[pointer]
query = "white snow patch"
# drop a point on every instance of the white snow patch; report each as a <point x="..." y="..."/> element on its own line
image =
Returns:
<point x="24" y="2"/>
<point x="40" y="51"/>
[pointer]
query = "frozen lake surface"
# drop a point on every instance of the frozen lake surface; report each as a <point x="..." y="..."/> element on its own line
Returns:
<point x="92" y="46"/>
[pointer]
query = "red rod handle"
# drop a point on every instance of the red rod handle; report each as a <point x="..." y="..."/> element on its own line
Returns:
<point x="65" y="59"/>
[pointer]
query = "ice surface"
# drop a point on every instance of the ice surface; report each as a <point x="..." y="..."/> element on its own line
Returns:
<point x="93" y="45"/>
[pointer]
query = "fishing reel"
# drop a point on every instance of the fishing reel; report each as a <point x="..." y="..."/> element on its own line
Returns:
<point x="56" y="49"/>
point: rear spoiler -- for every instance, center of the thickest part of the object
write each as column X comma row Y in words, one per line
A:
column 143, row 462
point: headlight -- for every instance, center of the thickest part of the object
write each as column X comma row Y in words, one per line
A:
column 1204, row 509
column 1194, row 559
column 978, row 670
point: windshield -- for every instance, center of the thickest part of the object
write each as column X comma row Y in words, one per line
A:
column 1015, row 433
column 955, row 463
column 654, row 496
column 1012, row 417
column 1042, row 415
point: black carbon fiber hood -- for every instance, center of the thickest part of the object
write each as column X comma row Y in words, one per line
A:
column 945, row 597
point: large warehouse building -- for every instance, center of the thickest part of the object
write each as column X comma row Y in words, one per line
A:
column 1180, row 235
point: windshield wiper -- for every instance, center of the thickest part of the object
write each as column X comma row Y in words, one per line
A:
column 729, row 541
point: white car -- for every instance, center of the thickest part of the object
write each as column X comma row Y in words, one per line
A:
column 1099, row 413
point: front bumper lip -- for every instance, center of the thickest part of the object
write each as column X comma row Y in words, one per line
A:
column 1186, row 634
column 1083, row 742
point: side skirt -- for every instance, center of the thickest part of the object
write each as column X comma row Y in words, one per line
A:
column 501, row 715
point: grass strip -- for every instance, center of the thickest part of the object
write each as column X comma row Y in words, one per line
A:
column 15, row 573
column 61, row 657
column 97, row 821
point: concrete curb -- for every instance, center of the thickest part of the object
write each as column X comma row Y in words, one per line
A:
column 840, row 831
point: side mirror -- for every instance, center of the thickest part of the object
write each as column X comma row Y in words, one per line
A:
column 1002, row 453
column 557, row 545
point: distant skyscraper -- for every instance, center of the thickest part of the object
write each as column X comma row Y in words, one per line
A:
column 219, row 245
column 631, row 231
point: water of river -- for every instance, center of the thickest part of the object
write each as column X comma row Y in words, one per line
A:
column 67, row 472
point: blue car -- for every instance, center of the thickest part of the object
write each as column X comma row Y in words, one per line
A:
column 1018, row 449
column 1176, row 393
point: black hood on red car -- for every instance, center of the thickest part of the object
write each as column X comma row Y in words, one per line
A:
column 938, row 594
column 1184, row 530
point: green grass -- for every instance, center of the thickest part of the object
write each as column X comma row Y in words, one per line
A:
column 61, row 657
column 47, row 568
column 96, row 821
+--
Task description | Copy out all the records again, swapping "every instance" for "each instance" wherever it occurs and leaving everything else unchanged.

Full output |
[pointer]
query = "white snow patch"
# drop a point on each instance of the white snow patch; report each as a <point x="..." y="..."/> element on its own line
image =
Returns:
<point x="24" y="2"/>
<point x="40" y="51"/>
[pointer]
query = "frozen lake surface"
# drop a point on each instance of the frozen lake surface; report each as a <point x="..." y="..."/> element on its own line
Returns:
<point x="92" y="46"/>
[pointer]
query = "red rod handle"
# drop a point on each instance of the red rod handle; report each as a <point x="..." y="..."/> element on its own line
Returns:
<point x="65" y="59"/>
[pointer]
query = "ice surface"
# drop a point on each instance of the ice surface; report each as a <point x="..." y="..."/> element on its own line
Returns:
<point x="93" y="45"/>
[pointer]
query = "fishing reel"
# drop a point on each instance of the fishing reel; report each as a <point x="..." y="..."/> element on its own line
Returns:
<point x="56" y="49"/>
point: rear spoiler -- for each instance, center of the thickest part of the object
write each as column X comma row Y in words, one per line
A:
column 143, row 462
point: headlight -- for each instance, center of the thickest part of the object
write each as column X comma row Y in words, one per line
A:
column 1204, row 509
column 1194, row 559
column 978, row 670
point: windshield -- for each instance, center of the thickest part of the object
write each as column X comma row Y in words, one per line
A:
column 1015, row 433
column 955, row 463
column 654, row 496
column 1012, row 417
column 1042, row 415
point: black carbon fiber hood -- for each instance, center of the thickest part of the object
write each as column X comma row Y in words, one per line
A:
column 945, row 597
point: large warehouse building -- for each instance, center of the thickest part of the object
write each as column X comma row Y in words, one per line
A:
column 1180, row 235
point: windshield wiper -- for each instance, center of the thickest part of the object
write each as column X comma row Y in words, one per line
A:
column 729, row 541
point: white car -- for each instance, center of the thickest part of the object
write each as column X comma row Y in words, one per line
A:
column 1099, row 413
point: front bumper lip -- for each instance, center of the thickest part of the object
write each as column X comma row Y in words, one per line
A:
column 1186, row 634
column 1083, row 742
point: side skirt -- for each instance, center of the thickest part of the object
write each as column X comma row Y in words, one per line
A:
column 501, row 715
point: grass strip -- for each instance, center of the thickest part of the object
write each as column X comma row Y in words, one per line
A:
column 15, row 573
column 61, row 657
column 97, row 821
point: concrete curb -- for each instance, center of the thickest part of the object
write each as column X comma row Y in words, one per line
A:
column 840, row 831
point: side mirror -- for each instance, center of the thickest part of the object
write each as column X comma row Y in words, one per line
A:
column 1002, row 453
column 557, row 545
point: distant skyscraper -- for each instance, center of the thickest part of the object
write each as column X comma row Y in words, one per line
A:
column 219, row 245
column 631, row 231
point: water of river -- for each instance, center of the thickest part of the object
write each as column X comma row Y in words, one per line
A:
column 67, row 472
point: blue car -- for each instance, center of the thickest part of the object
write each as column X comma row Y in words, one per line
A:
column 1018, row 449
column 1176, row 393
point: black hood on red car -- for each instance, center of the thickest part of the object
write each as column X comma row Y in words, one per line
A:
column 938, row 594
column 1184, row 530
point: green grass -- for each instance, center of the thickest part of the object
write each as column X comma row Y in words, one per line
A:
column 61, row 657
column 47, row 568
column 96, row 821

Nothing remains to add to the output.